Page>
Quelle est l'Audi qui fait le plus rêver ?
Il aura fallu attendre que Ferdinand Piech s’occupe d’Audi au début des années 70 pour que la marque aux anneaux ne devienne enfin crédible face à Mercedes-Benz et BMW. Cinquante ans plus tard, rêve-t-on d’une Audi comme on rêve d’une Porsche ou d’une Mercedes-AMG ?
Comme abordé à de nombreuses reprises sur Caradisiac, l’histoire d’Audi a suivi l’ascension fulgurante de Ferdinand Piech au sein du groupe Volkswagen. C’est même le succès du développement de la marque aux anneaux qui a permis au petit-fils de Ferdinand Porsche de devenir crédible au sein de la direction du groupe Volkswagen, après s’être déjà fait remarquer chez Porsche pendant la conception de la toute première 911. A force d’investissements technologiques, d’engagements en compétition et de travail sur le design, Audi est devenu dès les années 90 un concurrent direct et incontournable de BMW et Mercedes-Benz.
Cette amélioration de l’image d’Audi doit aussi beaucoup aux modèles ultra-sportifs qui se sont multipliés dès l’arrivée de Ferdinand Piech chez Audi. Après le coupé GT, sa déclinaison Quattro et sa rarissime variante Sport Quattro érigée au rang de monstre routier légendaire des années 80, le constructeur d’Ingolstadt a ensuite présenté les S2 et RS2 au début des années 90 pour répliquer à la BMW M3 de l’époque. Dès 1999 et l’arrivée de la première Audi RS4, les variantes « Renn Sport » sont même devenues systématiques dans la gamme Audi. Désormais lorsqu’un match se jouait entre des familiales ultrasportives allemandes dans la presse spécialisée, les Audi de la série « RS » rivalisaient avec les Mercedes-AMG et les BMW M. Les volumes de ventes de ces variantes surpuissantes et hors de prix restent confidentiels aujourd’hui à l’échelle de tels géants de l’automobile premium (plus ou moins 150 000 modèles vendus chaque année à rapprocher des deux millions d’unités de voitures qu’écoulent les trois rois du marché dans le monde), mais ces véhicules emblématiques contribuent certainement à ramener des clients sur les versions les plus sages du catalogue.

Exercices>
1. D'après la page sur Audi, quel modèle est arrivé en 1999 ?
2. Mettez à jour le passage de la page sur Audi allant de « Quelle est l'Audi » jusqu'à « d’une Mercedes-AMG ? » inclus, en y remplaçant « crédible » par « respectable ».

[Exemples de détection]
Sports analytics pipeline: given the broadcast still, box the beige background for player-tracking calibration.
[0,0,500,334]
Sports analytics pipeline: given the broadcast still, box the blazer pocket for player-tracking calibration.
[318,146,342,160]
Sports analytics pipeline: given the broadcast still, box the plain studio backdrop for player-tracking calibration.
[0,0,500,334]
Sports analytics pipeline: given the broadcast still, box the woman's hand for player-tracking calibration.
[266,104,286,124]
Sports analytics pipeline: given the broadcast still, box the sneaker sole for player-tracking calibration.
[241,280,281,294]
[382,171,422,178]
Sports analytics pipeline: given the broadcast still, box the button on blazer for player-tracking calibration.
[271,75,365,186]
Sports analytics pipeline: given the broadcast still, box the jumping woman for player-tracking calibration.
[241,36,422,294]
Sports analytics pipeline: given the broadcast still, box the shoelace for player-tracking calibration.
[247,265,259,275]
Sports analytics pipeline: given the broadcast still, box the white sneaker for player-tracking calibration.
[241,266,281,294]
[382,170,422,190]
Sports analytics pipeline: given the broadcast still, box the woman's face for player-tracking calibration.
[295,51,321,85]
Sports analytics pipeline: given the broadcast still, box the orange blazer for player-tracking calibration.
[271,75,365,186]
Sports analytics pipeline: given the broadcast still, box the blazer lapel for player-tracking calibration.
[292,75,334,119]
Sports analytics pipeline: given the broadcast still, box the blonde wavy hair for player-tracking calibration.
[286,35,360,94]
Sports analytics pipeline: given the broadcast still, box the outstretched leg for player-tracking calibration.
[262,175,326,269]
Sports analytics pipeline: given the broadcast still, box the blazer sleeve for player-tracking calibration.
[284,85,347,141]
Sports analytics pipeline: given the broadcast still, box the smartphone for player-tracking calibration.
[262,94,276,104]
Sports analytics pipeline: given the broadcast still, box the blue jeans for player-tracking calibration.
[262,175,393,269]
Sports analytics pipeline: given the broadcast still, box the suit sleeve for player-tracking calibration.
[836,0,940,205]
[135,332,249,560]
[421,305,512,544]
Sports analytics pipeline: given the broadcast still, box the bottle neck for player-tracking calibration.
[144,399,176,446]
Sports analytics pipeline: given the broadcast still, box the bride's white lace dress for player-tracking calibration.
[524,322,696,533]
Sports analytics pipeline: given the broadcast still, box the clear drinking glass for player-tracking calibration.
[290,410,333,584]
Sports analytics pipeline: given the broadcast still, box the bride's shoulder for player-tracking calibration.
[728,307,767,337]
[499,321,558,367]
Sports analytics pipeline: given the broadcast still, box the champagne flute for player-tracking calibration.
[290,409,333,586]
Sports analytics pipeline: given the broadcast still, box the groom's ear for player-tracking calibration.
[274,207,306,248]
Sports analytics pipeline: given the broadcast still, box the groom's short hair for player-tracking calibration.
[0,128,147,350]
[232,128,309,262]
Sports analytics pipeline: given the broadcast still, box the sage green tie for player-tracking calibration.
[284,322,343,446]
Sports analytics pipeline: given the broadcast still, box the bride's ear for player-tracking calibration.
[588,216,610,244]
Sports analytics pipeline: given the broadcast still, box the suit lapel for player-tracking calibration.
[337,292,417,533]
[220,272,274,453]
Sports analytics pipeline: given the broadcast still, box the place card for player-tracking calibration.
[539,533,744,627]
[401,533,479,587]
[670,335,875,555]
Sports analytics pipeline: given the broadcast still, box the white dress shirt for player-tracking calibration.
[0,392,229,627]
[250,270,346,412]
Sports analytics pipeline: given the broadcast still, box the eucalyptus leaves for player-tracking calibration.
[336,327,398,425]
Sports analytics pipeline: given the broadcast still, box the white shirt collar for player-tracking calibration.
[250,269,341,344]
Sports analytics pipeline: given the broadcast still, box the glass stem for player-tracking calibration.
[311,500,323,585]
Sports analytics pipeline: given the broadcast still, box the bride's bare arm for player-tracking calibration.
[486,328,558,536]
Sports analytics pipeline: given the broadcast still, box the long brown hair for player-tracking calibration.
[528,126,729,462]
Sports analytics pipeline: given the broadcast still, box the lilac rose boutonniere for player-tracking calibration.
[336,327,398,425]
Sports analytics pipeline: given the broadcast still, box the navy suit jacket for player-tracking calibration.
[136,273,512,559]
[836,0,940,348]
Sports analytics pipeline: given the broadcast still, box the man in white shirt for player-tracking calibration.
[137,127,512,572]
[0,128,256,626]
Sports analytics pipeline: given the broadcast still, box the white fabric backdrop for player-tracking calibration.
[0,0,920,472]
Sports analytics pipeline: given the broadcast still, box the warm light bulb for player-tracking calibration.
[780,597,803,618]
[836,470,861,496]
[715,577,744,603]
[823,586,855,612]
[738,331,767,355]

Liste des réponses>
1. La première Audi RS4.

2.
Quelle est l'Audi qui fait le plus rêver ?
Il aura fallu attendre que Ferdinand Piech s’occupe d’Audi au début des années 70 pour que la marque aux anneaux ne devienne enfin respectable face à Mercedes-Benz et BMW. Cinquante ans plus tard, rêve-t-on d’une Audi comme on rêve d’une Porsche ou d’une Mercedes-AMG ?